Write out the data below word for word, starting at the line that contains "the boy's knee" and ending with the last line of the data, and include both of those lines. Leave the pictures out of your answer.
▬▬▬▬▬▬▬▬▬▬
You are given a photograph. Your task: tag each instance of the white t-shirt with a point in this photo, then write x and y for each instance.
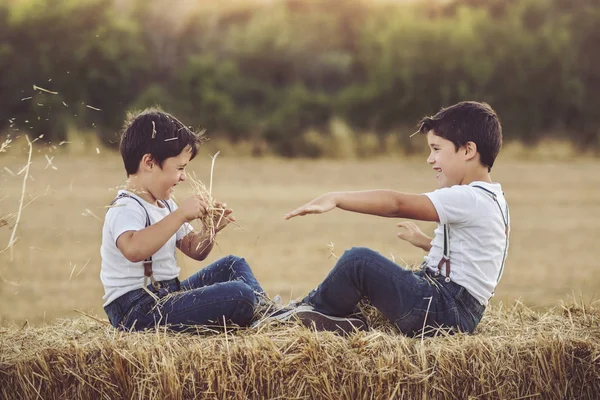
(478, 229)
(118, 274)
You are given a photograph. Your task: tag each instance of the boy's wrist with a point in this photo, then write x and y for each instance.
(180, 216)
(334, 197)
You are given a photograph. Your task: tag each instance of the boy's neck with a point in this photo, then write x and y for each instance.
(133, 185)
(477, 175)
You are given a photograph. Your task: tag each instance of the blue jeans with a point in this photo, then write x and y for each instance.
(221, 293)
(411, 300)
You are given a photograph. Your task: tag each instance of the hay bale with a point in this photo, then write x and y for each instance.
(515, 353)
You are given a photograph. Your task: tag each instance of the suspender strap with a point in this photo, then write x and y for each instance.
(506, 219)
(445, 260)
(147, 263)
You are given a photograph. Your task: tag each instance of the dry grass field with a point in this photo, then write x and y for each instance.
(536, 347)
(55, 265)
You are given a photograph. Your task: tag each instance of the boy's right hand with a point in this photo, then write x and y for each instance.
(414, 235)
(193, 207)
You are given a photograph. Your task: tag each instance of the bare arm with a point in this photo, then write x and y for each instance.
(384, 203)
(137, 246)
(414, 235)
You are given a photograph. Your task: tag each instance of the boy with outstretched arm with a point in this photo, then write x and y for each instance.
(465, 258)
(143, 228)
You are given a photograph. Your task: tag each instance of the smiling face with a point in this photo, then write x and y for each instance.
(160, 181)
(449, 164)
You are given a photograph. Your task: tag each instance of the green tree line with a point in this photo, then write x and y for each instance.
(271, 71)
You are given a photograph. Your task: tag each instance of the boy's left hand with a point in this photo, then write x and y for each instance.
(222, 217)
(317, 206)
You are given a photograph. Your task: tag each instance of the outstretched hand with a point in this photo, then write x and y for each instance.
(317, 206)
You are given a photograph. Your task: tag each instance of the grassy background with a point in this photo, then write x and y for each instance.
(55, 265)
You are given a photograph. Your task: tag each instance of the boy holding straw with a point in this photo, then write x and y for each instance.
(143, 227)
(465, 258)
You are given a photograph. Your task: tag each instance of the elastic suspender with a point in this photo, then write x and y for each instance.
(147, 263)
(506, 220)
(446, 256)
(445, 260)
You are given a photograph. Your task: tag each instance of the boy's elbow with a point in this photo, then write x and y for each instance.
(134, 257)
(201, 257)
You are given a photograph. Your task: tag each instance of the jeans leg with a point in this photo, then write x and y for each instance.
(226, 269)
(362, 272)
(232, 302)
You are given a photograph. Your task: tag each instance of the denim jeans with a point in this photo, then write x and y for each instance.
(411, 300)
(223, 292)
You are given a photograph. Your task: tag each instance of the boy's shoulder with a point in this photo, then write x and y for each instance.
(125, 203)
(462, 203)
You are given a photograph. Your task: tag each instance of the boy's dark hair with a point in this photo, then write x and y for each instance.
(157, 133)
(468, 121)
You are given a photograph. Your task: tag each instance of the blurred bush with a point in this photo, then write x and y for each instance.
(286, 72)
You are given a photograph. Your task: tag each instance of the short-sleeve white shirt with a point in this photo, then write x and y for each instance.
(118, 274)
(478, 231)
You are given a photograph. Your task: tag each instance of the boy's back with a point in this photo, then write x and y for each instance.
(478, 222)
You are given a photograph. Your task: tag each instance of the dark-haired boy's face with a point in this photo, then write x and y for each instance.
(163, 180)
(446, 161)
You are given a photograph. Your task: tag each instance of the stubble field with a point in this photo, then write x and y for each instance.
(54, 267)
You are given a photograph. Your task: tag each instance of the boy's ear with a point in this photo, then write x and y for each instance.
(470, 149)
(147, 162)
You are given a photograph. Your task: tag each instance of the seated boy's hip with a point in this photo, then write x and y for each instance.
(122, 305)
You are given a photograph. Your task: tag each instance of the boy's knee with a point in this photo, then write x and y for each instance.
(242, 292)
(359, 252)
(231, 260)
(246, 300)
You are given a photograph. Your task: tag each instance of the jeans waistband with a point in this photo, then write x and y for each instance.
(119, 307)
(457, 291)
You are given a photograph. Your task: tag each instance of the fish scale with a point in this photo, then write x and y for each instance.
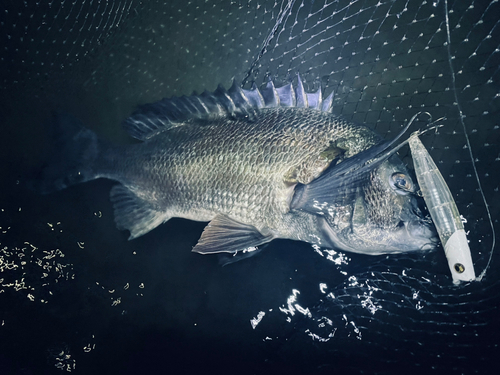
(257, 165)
▬▬▬▬▬▬▬▬▬▬
*Task output*.
You are given a photograph. Your task: tag each instance of the boy's knee with a point in this photo, then write x and y for each instance.
(242, 292)
(359, 252)
(231, 260)
(246, 300)
You are given a photograph. Your task: tag each instance of the jeans waistband with a point in this photo, then write x and y for each instance.
(119, 307)
(457, 291)
You are given a photograph. Your task: tag each instance of the fish scale with a point in this photo, then write x and y for each instance.
(257, 165)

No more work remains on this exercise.